**Your objective:**
In the court opinion below, why did Flint Electric Membership Corporation seek to enjoin the tax collector and sheriff of Taylor County from enforcing the tax executions? Respond in one to three sentences.

Flint Electric Membership Corp. v. Adams

Almand, Justice.

The judgment under review is one denying a motion for a new trial, in which, among several grounds, error is assigned on the court’s directing a verdict in favor of the defendants. Under the view we take of the case it is necessary to determine only' whether the court erred in such disposition.

This is an equitable action, wherein Flint Electric Membership. Corporation, organized and furnishing electric service to its members in nine counties, under the Electric Membership Corporation Act of 1937, as amended (Ga. L. 1937, p. 644; Code, Ann., Ch. 34A-1), sought to enjoin the tax collector and sheriff of Taylor County from enforcing the collection of tax executions for State and county taxes, issued against the corporation, based upon an assessment against a dwelling house and lot owned by the corporation and -occupied by its manager; it being asserted by the corporation that such property was exempt from taxation by the Constitution and laws of Georgia. Constitution of 1945, art. 7, sec. 1, par. 4 (Code, Ann., § 2-5404); Ga. L. 1946, p. 14 (Code, Ann., § 34A-130.1). On the trial of the case, after the plaintiff had introduced evidence supporting the allegations of its petition and the case had been submitted to the jury without the defendant introducing any evidence, the court on motion of the defendant directed a verdict in favor of the defendant and entered a judgment declaring the property described in the petition subject to taxation.

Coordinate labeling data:
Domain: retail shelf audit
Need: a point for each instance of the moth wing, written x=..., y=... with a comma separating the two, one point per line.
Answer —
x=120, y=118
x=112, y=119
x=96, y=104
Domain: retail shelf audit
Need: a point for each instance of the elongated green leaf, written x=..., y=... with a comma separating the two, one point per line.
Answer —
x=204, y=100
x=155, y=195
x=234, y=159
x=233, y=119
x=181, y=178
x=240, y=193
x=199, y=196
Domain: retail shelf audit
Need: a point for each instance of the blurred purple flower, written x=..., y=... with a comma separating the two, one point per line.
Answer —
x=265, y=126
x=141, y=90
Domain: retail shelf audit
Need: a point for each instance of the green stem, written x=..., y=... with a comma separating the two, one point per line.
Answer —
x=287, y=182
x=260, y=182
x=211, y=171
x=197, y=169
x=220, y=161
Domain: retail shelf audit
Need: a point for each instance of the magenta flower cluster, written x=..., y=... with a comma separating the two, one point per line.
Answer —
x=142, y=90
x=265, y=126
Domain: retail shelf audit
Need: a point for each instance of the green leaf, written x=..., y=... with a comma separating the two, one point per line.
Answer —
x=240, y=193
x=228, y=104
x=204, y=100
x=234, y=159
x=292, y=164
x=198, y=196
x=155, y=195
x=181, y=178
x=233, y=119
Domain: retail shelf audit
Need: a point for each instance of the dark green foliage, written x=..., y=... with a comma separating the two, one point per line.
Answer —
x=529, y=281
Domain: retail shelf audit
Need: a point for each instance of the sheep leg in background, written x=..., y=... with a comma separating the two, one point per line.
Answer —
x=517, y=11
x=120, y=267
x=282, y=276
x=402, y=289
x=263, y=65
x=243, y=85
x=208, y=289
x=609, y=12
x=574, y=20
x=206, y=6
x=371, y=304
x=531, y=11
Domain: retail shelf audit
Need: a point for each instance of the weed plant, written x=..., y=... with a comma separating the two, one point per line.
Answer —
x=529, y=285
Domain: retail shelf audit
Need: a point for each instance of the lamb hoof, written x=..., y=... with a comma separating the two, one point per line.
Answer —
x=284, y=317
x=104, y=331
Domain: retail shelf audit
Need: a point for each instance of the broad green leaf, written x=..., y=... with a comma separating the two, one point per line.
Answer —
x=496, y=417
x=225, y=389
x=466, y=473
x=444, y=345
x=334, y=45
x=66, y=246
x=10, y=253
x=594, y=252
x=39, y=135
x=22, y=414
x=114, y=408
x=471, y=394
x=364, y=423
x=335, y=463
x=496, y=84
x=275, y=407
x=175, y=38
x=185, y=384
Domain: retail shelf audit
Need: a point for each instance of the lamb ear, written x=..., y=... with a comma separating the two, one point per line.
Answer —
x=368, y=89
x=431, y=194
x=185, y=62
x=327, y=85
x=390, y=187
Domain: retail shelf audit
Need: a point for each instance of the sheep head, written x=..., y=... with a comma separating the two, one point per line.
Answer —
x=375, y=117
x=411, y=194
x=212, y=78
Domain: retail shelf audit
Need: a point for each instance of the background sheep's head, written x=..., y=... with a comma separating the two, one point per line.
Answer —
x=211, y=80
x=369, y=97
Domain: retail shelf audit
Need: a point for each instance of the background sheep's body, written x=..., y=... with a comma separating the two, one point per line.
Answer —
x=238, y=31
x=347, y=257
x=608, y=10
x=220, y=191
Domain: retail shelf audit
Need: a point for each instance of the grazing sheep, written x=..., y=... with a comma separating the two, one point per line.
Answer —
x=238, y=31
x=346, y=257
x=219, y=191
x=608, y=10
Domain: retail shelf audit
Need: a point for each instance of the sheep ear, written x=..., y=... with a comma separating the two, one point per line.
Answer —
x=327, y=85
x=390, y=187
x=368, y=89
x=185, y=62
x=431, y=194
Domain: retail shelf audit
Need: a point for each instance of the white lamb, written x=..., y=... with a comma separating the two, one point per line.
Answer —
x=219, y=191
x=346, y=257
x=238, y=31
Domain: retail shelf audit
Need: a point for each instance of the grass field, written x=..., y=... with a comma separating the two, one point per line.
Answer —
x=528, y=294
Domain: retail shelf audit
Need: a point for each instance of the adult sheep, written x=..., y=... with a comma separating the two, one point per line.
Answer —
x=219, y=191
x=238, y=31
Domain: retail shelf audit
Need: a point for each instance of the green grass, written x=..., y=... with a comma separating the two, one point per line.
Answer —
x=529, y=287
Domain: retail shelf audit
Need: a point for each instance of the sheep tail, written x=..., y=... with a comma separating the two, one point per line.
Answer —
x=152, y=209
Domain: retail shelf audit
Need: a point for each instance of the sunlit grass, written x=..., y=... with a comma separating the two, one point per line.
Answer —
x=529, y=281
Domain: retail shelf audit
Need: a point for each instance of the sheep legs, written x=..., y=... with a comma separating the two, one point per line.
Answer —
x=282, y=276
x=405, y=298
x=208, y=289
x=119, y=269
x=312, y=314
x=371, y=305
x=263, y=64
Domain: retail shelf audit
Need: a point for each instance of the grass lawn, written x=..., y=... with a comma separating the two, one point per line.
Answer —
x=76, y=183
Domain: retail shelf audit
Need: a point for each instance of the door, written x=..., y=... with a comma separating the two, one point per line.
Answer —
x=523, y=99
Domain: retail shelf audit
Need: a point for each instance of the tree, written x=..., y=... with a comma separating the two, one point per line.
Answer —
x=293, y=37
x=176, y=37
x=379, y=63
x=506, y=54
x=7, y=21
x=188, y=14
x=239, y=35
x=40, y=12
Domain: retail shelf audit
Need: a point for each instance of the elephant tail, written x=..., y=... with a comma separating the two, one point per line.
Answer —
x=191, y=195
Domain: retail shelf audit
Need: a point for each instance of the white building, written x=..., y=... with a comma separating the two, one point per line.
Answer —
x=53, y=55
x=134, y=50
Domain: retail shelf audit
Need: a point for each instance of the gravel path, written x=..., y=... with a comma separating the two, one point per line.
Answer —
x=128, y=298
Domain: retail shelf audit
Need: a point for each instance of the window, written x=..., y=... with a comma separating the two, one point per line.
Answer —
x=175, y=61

**Answer to this exercise:**
The corporation asserted that the property on which the tax executions were based was exempt from taxation by the Constitution and laws of Georgia. That property was a dwelling house and lot owned by the corporation and occupied by its manager.